— Document excerpt —

>> START

The organizational structure and management of the project also came under criticism. There had never been formal agreement on the authority relationships between various key parties: project co-ordinator, coordinators, their assistants, steering group, HPCC, and especially those assistants to co-ordinators who were members of HPCC. There was an informal agreement of some form of collective management, but this was never formalized. The role of the chairman of the steering group was further confused because he was also the chairman of the HPCC, was not employed by the project but spent considerable time at the project. The project co-ordinator left the project in May and his post was formally taken over by his assistant pending the outcome of the negotiations.

In January 1985 Brent Council's link officer proposed that a review of project management be undertaken, a key element of which was that the steering group appoint someone as overall manager to whom all staff were ultimately responsible, who would implement steering-group decisions. This, it was argued, would enable the steering group to concentrate on policy matters. By now most of the original co-ordinators had left or were due to leave soon. The steering group agreed to the link officer's proposals, and the details of these were accepted by Brent Council in April 1985, as part of the process of reconstructing the funding package. The report indicated that the project would have a hierarchical rather than a co-operative structure, with the creation of a project- manager post and the development of a senior management team reporting to the Manager. The posts which were to replace the co-ordinators who had left or were leaving were in future to carry salaries at about 10 per cent below those which the co-ordinators had been paid. The active membership of the steering group became less as the negotiations continued. At first some members wanted to engage in high- profile publicity about the threat to funding, particularly by arousing local interest and support which had waned. Those were mainly involved in the detailed negotiations preferred to continue to try to work with the funding agencies. Increasingly this latter group became the de facto management, especially as they were also the key members of the HPCC Committee. In fact, they had earlier closed down the small youth centre (The Annexe) in which HPCC had started, because they wished to overcome the problem of drug-taking about which local police had complained. Apart from the Bus Garage Project, HPCC had no significant activities. Yet in all the publicity emerging from the project, and in all the descriptions of the project's progress presented to the funding agencies, the language of 'community initiative' was utilized. By now this was rhetoric, as the project took on the characteristics of a component of the local-authority bureaucracy.

>> END

— Data extract —
>> START

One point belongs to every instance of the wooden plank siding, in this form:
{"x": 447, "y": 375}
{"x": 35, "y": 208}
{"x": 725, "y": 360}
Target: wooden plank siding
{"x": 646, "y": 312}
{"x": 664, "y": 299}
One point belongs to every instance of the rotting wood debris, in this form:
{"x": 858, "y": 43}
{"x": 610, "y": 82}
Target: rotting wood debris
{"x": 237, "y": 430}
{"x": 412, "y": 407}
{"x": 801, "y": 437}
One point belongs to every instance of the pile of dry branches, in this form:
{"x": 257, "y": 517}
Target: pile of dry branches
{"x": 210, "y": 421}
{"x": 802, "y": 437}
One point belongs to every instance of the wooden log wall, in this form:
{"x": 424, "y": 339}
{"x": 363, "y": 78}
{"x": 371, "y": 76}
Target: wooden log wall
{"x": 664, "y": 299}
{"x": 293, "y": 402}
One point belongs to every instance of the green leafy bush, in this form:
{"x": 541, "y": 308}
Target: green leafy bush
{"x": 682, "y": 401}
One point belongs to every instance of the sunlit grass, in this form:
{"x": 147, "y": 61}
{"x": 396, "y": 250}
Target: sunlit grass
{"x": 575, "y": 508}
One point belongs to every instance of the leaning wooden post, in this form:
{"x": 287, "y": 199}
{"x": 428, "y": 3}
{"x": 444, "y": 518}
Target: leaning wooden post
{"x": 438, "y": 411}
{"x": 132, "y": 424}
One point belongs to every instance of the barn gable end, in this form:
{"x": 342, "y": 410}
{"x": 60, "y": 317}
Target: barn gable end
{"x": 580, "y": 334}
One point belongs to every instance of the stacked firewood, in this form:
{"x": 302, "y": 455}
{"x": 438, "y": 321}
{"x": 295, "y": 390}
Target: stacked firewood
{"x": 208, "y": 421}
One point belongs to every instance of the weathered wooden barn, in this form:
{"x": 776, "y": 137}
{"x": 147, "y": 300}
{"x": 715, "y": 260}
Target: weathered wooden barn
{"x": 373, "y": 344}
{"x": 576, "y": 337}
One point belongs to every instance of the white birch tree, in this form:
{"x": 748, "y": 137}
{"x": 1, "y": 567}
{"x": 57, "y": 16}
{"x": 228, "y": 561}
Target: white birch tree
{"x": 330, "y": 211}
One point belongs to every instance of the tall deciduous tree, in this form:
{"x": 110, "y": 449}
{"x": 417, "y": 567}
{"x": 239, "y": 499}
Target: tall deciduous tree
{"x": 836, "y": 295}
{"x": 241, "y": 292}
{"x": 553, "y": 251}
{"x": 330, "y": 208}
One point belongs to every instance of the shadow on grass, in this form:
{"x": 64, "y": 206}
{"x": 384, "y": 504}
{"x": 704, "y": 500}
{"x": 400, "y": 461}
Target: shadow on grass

>> END

— To do —
A: In the account of the project's management, when did Brent Council's link officer propose a review of project management?
B: Write the next part of the account of the project's management, continuing after its final sentence.
The records were taken from a separate source.

— Responses per task —
A: January 1985

B:
Charlton 1: From participative organization to chair's action

The Charlton Training Centre was established by GLC funding on the site of a former MSC Skills Centre retraining unemployed adults. After MSC announced the planned closure in 1982, Greenwich Employment Resource Unit (GERU), a local voluntary-sector body, persuaded the local council, London Borough of Greenwich, and the GLC to call a meeting of interested parties in the community to examine issues arising from the loss of local training facilities. At that meeting it was agreed to form the Charlton Training Consortium to develop alternative provision. The consortium developed over the next two years a set of proposals leading to the GLC's providing funding for the consortium's reopening the site as the Charlton Training Centre. At first the consortium had been concerned to examine what kind of training arrangements might be appropriate for the local community. The GERU representative was also involved in a campaign to improve the opportunities for women to obtain SkillCentre training, especially in nontraditional areas of manual skills. The black (mainly Afro-Caribbean) community groups involved wanted greater training opportunities for black people, especially as they were disproportionately affected by unemployment. There was discussion about establishing a number of smaller training facilities around the local area, rather than reopening the Charlton site. However, by November 1982, the consortium had decided that one major training centre was needed, probably on the Charlton site. GLC representatives had indicated that the GLC would be willing to fund a major adult-training establishment in line with the policy of the controlling Labour party group, elected in 1981 on a radical manifesto. In the absence of any other identifiable source of major funding, the consortium quickly tied itself to a single major project, funded mainly through one agency.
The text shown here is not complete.